** start of Material shown **

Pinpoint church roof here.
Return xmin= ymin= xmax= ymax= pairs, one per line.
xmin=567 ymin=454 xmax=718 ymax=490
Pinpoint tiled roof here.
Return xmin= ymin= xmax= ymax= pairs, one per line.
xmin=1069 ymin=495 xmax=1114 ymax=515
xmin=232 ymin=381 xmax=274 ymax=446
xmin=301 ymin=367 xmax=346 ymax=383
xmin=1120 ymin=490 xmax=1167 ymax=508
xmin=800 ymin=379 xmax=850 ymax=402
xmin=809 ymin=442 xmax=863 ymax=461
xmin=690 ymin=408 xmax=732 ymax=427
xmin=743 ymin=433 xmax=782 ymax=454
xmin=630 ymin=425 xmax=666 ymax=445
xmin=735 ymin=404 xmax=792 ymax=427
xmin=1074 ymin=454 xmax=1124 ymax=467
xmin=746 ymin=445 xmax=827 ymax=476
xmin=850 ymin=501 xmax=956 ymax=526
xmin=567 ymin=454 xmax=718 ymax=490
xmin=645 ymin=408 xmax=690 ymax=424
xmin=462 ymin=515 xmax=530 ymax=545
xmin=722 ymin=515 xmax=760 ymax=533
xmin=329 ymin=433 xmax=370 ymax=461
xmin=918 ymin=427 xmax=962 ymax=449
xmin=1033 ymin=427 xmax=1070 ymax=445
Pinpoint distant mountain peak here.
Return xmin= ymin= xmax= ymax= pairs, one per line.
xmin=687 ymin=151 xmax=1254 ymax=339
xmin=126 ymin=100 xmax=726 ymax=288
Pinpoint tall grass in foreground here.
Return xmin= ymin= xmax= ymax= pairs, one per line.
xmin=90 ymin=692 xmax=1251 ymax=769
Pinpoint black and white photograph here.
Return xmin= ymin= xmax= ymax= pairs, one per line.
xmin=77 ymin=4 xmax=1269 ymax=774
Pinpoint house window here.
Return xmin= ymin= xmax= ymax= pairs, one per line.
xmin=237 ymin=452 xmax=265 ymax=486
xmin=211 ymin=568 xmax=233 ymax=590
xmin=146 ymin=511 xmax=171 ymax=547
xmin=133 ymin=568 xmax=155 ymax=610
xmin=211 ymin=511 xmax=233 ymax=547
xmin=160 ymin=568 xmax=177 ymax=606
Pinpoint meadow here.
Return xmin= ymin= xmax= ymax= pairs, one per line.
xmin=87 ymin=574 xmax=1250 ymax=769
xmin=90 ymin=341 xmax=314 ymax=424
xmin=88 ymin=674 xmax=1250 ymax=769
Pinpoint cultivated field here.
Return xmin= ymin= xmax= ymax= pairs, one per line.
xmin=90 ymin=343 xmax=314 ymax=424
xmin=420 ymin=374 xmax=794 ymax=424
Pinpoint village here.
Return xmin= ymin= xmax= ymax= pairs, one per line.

** end of Material shown **

## The request
Retype the lines of the records above between the line holding "Pinpoint black and white photograph here." and the line holding "xmin=160 ymin=568 xmax=177 ymax=606", inclusive.

## Worked answer
Pinpoint black and white photograph here.
Return xmin= ymin= xmax= ymax= pairs, one per line.
xmin=77 ymin=4 xmax=1269 ymax=774
Pinpoint house window here.
Return xmin= ymin= xmax= ymax= pairs, one per line.
xmin=237 ymin=452 xmax=265 ymax=486
xmin=211 ymin=568 xmax=233 ymax=590
xmin=146 ymin=511 xmax=171 ymax=547
xmin=133 ymin=568 xmax=155 ymax=610
xmin=211 ymin=511 xmax=233 ymax=547
xmin=160 ymin=568 xmax=177 ymax=606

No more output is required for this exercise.